* RECORDED INFORMATION
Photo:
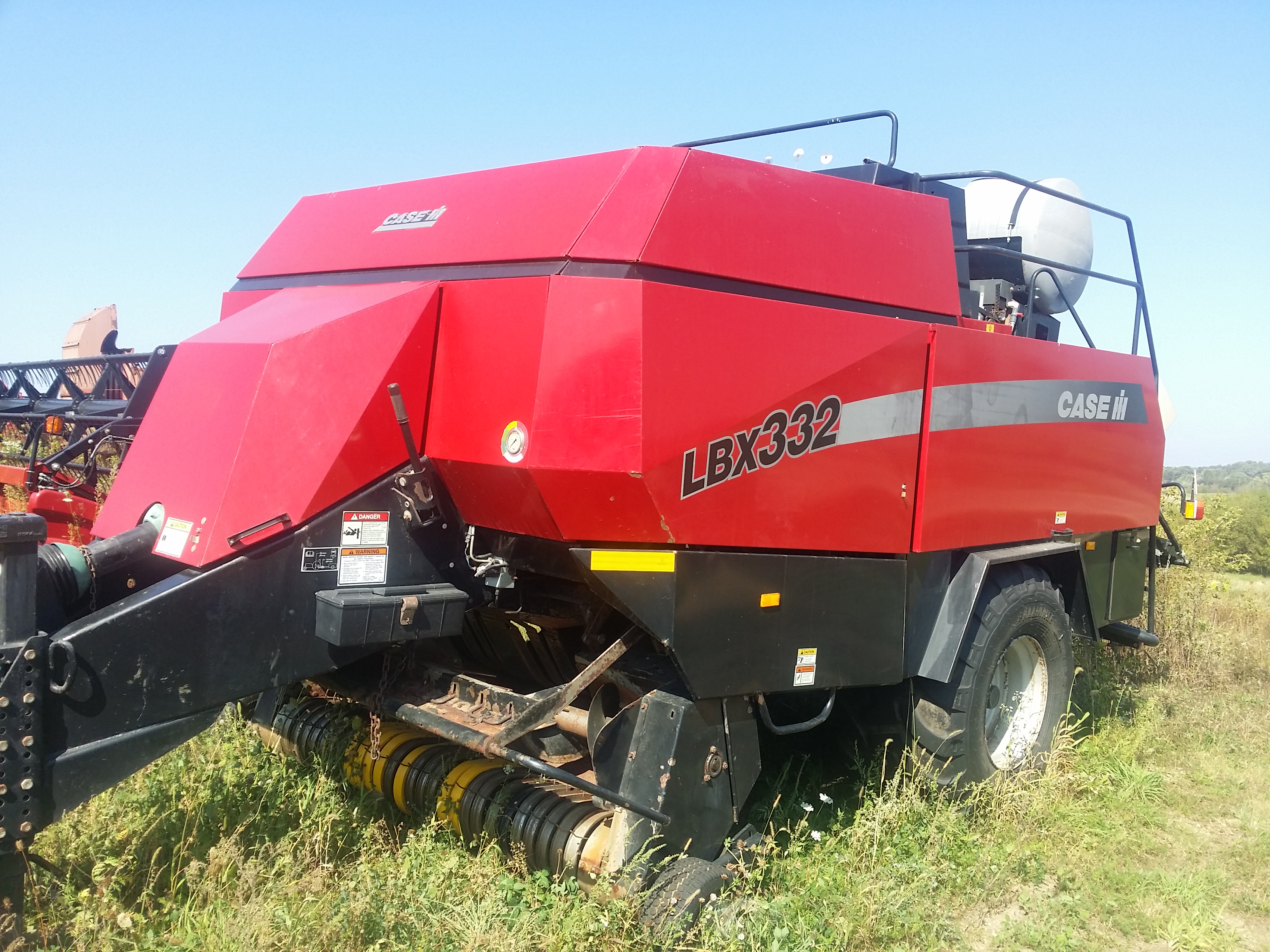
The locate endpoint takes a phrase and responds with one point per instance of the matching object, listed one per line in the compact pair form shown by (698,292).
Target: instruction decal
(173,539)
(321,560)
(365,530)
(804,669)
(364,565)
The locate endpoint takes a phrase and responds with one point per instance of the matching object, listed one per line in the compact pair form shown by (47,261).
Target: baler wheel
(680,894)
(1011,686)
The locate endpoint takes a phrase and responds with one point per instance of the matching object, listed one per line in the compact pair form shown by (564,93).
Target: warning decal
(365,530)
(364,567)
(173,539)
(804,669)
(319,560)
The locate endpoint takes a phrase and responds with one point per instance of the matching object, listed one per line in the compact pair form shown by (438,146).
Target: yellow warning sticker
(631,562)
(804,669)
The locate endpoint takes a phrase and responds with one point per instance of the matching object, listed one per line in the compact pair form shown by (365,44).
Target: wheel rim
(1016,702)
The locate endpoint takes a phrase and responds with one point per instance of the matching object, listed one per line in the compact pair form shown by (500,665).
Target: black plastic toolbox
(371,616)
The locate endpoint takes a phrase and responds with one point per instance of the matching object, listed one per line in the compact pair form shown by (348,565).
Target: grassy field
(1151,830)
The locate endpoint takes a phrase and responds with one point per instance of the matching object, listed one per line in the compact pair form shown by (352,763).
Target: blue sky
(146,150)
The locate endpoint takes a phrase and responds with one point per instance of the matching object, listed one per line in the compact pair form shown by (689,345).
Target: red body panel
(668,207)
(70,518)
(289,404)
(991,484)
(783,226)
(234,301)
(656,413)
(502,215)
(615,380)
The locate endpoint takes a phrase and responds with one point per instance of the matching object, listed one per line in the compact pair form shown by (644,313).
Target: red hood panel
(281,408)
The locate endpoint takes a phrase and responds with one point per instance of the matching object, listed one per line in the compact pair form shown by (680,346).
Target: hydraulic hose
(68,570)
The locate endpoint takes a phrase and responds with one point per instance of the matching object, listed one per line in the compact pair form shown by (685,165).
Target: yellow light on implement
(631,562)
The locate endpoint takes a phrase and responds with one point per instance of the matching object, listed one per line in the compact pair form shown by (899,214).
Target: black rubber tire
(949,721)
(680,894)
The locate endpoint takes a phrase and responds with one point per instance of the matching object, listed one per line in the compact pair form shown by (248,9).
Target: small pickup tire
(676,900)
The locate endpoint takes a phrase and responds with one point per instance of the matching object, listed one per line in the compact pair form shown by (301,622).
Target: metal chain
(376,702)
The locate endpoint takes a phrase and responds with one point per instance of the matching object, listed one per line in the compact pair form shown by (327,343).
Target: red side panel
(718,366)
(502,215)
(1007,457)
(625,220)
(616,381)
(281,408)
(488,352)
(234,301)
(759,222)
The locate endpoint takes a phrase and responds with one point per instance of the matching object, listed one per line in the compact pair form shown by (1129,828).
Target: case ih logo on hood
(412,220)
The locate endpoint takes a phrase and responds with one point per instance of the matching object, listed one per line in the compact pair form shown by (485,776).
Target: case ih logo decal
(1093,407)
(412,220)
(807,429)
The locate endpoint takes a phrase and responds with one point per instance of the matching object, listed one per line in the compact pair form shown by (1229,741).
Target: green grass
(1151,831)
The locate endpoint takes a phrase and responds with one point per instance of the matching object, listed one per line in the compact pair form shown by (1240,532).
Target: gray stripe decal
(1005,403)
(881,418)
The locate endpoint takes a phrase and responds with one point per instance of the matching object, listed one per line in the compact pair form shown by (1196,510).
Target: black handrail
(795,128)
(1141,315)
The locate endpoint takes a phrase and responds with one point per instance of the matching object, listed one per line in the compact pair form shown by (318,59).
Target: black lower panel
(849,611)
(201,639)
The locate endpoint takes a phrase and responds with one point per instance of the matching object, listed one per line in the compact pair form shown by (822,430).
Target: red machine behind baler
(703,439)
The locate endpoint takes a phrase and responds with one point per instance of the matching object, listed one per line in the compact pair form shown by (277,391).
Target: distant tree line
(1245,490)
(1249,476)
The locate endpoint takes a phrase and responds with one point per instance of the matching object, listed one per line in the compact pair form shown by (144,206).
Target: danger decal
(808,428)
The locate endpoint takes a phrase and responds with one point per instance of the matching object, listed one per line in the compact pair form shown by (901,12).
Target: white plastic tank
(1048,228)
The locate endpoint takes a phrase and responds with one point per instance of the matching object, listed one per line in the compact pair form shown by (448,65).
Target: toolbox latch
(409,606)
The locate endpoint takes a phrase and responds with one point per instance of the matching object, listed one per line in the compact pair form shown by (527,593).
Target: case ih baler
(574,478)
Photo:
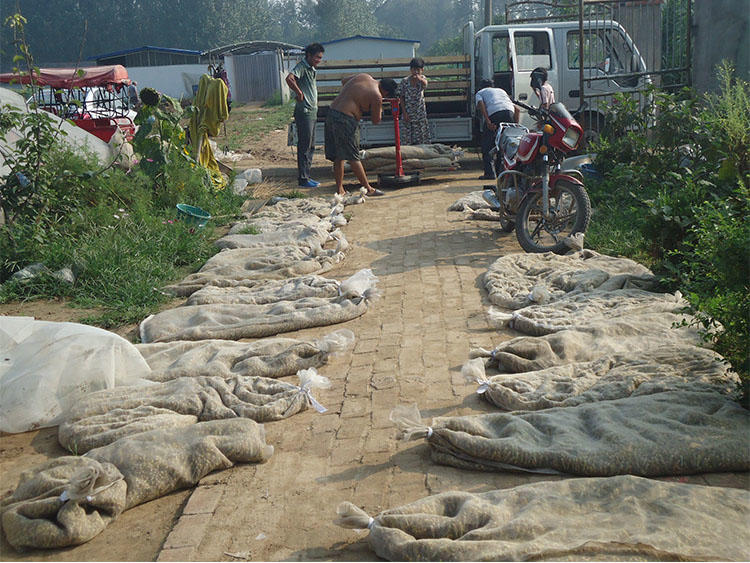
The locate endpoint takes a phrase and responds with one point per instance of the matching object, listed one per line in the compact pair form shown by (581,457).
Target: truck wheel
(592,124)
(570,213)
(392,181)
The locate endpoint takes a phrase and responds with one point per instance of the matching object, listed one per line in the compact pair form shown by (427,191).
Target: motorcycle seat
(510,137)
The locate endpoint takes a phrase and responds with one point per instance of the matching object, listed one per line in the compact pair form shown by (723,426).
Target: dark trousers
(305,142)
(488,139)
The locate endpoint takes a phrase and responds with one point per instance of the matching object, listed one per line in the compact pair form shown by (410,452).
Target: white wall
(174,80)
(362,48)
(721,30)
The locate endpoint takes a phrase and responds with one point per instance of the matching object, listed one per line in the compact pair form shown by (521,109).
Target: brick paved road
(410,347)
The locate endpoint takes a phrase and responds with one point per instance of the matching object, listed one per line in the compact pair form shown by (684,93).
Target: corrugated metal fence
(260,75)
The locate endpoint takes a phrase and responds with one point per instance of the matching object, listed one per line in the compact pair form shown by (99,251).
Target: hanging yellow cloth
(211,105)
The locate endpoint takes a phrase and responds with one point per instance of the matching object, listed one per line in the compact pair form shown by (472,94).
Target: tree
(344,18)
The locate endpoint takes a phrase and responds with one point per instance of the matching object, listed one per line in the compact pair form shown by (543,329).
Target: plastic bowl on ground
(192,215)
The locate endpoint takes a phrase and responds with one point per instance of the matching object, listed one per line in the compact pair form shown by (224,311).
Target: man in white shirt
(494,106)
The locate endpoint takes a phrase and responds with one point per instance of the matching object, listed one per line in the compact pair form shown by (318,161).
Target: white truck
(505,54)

* YOUR OBJECTIVE
Could you write out exactly the lines of the data above that run from the one holding "Target: white plastic tank" to the one holding "shown by (521,109).", with both ends in and all pictures out?

* SOLUTION TO THE PROBLEM
Target: white plastic tank
(1048,228)
The locate endpoint takes a phrase and responds with one point per instance of the matching object, listed one per line in the compact pair form shown by (448,65).
Target: toolbox latch
(409,606)
The locate endpoint takes a phrase and responds with one point per instance of the matching object, listed one per line in the compact pair form shown by (527,593).
Target: case ih baler
(574,478)
Photo:
The locate endpoint takes a phrase and responds with one point per instance of the matching object, listed one per line in the compact pair form shown by (581,457).
Target: truck wheel
(592,124)
(570,213)
(392,181)
The locate endpoint takes a phrase and responds with one point per instance of the matching object, listed one per line in the compact pair form shown by (427,191).
Target: motorcycle seat
(510,137)
The locate endpoint takes a phrase and responds with one point per instance of the matching object, listed one per line in the compact pair form shown by (723,426).
Target: dark trousers
(305,142)
(488,139)
The locate endpoint takes a phrase and responds with one point per instance of the matching object, listed one per line in the compact pair form shown by (410,452).
Target: white wall
(174,80)
(362,48)
(721,30)
The locate endpoint takes a phrase and responds with one point per instance of the matching object, listed one per line in the compact pair form shown by (521,109).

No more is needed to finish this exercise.